Exercise prompt: Would you return the lines between the one holding "Target: whole wooden" and the one holding "Target: dog's pale", inclusive, and only those, exactly as they stand in the listing below?
<<<<
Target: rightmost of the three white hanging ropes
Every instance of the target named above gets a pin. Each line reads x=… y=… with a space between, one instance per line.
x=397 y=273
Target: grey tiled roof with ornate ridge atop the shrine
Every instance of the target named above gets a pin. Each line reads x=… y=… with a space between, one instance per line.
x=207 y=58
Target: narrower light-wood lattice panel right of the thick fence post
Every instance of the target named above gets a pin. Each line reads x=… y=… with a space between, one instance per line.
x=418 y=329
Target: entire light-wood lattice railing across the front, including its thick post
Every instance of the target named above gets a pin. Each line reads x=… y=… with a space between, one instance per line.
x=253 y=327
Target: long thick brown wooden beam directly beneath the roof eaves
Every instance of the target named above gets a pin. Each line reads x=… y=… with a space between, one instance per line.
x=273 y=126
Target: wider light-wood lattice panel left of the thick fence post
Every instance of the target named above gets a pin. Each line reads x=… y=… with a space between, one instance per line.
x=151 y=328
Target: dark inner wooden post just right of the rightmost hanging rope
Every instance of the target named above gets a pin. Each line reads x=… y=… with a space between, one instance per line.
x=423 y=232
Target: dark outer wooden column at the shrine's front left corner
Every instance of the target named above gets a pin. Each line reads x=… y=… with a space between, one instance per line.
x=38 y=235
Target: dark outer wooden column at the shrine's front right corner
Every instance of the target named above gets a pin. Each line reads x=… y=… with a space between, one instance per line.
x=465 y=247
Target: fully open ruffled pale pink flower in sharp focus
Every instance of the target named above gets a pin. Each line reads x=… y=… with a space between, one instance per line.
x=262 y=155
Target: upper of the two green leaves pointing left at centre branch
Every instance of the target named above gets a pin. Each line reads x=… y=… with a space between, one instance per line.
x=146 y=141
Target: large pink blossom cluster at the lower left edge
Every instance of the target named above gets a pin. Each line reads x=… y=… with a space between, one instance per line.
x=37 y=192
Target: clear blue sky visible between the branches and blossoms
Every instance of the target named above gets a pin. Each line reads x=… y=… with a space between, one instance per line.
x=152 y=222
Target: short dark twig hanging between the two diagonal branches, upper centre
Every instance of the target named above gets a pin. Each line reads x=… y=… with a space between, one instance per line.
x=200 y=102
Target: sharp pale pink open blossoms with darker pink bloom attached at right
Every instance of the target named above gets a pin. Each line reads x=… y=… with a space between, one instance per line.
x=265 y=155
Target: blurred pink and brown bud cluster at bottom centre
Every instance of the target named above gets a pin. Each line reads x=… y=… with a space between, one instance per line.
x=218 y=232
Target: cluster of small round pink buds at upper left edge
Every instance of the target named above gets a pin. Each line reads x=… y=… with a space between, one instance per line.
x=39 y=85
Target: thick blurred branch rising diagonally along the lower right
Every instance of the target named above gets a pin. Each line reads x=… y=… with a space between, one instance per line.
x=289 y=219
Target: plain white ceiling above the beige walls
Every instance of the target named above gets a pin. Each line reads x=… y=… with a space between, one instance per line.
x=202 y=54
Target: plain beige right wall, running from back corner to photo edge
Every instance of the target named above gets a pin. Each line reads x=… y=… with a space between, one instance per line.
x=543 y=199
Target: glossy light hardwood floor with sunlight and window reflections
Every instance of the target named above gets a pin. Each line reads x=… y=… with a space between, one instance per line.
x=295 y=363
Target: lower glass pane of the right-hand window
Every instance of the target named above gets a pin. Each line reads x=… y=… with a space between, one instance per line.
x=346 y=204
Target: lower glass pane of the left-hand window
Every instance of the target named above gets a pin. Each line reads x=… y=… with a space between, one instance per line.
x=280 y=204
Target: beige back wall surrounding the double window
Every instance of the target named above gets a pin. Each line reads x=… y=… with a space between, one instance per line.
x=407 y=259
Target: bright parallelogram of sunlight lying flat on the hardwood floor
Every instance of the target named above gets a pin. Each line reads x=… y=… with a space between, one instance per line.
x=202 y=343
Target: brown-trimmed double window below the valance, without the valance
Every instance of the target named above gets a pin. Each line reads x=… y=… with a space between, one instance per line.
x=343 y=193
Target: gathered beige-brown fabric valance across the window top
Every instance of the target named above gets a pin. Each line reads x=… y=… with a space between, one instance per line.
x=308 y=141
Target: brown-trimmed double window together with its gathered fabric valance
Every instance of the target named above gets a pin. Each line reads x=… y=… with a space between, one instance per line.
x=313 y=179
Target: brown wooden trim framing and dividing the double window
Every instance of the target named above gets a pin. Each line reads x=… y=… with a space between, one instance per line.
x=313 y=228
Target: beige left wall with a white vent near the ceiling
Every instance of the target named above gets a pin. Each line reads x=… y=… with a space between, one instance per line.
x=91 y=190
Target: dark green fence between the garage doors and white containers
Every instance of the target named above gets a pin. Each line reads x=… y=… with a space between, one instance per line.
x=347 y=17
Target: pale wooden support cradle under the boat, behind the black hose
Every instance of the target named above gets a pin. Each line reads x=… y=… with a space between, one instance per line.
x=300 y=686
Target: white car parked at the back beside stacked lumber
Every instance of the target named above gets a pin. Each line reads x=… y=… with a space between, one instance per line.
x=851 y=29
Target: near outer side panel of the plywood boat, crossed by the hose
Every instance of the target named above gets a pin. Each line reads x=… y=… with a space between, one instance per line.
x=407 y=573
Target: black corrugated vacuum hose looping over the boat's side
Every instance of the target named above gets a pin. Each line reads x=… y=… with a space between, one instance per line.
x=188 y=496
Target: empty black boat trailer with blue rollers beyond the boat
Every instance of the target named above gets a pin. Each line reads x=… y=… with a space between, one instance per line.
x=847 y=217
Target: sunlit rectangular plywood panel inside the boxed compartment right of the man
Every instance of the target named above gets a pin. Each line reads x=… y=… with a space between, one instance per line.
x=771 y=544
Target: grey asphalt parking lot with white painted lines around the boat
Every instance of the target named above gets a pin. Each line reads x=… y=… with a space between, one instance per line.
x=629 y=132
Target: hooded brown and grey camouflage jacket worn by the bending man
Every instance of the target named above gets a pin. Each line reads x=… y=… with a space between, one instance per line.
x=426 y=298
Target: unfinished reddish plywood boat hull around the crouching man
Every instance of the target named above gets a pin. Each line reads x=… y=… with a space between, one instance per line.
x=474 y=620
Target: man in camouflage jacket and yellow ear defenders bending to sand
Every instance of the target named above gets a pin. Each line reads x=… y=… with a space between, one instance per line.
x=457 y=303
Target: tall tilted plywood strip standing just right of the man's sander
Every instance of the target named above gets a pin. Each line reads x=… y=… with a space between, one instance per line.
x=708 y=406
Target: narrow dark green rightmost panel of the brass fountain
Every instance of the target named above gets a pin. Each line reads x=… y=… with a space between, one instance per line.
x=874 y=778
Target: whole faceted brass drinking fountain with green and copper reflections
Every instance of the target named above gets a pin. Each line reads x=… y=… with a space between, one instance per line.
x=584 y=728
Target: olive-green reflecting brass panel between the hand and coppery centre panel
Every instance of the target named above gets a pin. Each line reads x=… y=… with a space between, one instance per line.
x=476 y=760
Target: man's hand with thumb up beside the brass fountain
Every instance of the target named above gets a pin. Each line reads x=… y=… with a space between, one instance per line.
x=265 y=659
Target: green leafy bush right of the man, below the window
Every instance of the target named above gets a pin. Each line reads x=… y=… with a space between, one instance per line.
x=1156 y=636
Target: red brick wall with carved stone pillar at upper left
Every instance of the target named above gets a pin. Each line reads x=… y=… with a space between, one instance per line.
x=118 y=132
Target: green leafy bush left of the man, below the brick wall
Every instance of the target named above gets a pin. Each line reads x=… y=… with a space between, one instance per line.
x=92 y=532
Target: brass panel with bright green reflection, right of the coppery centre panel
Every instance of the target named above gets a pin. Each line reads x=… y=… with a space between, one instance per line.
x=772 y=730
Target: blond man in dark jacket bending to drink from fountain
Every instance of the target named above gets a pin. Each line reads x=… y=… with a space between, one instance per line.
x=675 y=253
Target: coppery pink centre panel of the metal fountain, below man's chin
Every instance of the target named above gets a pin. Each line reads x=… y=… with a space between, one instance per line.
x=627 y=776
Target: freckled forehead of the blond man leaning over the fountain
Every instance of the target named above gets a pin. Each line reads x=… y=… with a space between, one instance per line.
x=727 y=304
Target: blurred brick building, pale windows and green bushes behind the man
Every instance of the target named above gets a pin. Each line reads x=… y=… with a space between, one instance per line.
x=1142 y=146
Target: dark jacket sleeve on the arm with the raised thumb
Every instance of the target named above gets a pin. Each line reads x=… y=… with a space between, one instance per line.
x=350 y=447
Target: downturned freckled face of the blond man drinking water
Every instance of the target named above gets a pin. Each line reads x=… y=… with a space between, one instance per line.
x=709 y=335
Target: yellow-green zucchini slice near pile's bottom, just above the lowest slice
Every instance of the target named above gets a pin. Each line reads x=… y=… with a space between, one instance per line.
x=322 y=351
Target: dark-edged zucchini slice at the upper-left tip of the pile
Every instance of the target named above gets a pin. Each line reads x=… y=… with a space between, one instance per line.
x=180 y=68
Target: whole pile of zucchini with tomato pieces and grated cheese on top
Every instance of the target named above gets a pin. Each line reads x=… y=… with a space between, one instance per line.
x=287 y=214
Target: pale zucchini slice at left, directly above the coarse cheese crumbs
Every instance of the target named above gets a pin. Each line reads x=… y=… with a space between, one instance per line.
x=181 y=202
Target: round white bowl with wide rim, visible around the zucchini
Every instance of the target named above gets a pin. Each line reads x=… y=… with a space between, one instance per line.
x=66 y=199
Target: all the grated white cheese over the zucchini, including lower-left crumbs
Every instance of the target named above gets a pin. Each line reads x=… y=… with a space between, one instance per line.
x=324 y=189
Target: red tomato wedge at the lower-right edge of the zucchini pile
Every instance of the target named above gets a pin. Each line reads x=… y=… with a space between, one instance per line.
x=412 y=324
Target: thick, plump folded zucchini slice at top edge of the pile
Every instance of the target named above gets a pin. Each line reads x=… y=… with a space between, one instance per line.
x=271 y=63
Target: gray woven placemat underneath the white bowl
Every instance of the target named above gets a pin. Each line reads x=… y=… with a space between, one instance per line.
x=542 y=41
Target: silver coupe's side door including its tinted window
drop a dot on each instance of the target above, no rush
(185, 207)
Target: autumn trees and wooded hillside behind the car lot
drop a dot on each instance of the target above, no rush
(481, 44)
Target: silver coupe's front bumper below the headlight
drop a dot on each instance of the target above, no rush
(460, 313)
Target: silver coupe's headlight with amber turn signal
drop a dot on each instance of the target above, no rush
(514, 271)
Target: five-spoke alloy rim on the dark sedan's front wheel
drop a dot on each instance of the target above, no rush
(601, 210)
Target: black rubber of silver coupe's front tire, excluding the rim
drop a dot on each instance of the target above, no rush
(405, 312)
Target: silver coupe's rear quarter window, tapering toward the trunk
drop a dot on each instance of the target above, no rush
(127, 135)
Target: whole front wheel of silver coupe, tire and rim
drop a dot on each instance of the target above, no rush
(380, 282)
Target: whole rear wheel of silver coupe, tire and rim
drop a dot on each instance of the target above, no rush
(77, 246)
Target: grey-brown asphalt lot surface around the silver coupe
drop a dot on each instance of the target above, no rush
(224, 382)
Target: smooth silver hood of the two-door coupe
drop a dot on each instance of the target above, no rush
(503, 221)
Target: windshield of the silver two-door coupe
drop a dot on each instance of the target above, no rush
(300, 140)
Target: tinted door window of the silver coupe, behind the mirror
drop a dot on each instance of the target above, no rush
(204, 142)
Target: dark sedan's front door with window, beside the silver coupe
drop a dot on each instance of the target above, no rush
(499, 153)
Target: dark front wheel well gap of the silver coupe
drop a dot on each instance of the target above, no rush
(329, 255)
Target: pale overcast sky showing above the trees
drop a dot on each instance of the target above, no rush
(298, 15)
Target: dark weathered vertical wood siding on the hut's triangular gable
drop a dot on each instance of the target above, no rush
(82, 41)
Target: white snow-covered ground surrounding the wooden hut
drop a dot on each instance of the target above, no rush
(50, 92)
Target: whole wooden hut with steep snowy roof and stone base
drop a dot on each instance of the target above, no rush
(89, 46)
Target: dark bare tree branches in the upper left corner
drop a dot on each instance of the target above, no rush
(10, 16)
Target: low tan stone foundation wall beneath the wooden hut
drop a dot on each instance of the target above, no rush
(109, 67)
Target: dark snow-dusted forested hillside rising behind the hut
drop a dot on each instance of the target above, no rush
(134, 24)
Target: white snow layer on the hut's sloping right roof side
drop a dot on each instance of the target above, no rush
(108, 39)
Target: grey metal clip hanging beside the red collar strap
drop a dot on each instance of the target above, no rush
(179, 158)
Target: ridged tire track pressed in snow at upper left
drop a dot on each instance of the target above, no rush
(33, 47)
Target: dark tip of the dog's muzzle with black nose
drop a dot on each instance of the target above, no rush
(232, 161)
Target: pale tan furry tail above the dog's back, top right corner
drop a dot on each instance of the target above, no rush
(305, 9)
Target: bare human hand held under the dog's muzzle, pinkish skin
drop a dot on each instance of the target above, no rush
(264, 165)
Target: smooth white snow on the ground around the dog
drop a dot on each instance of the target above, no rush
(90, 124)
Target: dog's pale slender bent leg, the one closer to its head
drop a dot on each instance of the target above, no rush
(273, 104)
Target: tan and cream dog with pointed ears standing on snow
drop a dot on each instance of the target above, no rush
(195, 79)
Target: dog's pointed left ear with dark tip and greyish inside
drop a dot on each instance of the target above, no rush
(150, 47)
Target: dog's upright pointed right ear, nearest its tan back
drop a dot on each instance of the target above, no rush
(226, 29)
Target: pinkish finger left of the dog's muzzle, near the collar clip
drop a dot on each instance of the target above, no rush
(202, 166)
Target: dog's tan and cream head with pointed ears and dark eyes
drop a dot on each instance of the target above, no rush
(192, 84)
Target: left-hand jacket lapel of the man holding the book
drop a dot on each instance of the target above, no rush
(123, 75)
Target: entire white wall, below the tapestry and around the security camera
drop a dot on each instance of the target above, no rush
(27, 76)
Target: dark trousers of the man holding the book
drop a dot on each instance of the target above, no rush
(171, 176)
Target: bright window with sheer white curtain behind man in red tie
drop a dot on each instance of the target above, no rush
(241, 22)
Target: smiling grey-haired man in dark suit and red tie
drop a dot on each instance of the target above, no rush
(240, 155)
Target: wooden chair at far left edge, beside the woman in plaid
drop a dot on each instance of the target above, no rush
>>>>
Answer box:
Target: whole wooden hut with steep snowy roof and stone base
drop a dot on each instance of the target above, no rush
(89, 46)
Target: dark bare tree branches in the upper left corner
drop a dot on each instance of the target above, no rush
(10, 16)
Target: low tan stone foundation wall beneath the wooden hut
drop a dot on each instance of the target above, no rush
(109, 67)
Target: dark snow-dusted forested hillside rising behind the hut
drop a dot on each instance of the target above, no rush
(134, 24)
Target: white snow layer on the hut's sloping right roof side
drop a dot on each instance of the target above, no rush
(108, 39)
Target: grey metal clip hanging beside the red collar strap
drop a dot on each instance of the target above, no rush
(179, 158)
Target: ridged tire track pressed in snow at upper left
drop a dot on each instance of the target above, no rush
(33, 47)
Target: dark tip of the dog's muzzle with black nose
drop a dot on each instance of the target above, no rush
(232, 161)
Target: pale tan furry tail above the dog's back, top right corner
drop a dot on each instance of the target above, no rush
(305, 9)
Target: bare human hand held under the dog's muzzle, pinkish skin
drop a dot on each instance of the target above, no rush
(264, 165)
Target: smooth white snow on the ground around the dog
drop a dot on each instance of the target above, no rush
(90, 124)
Target: dog's pale slender bent leg, the one closer to its head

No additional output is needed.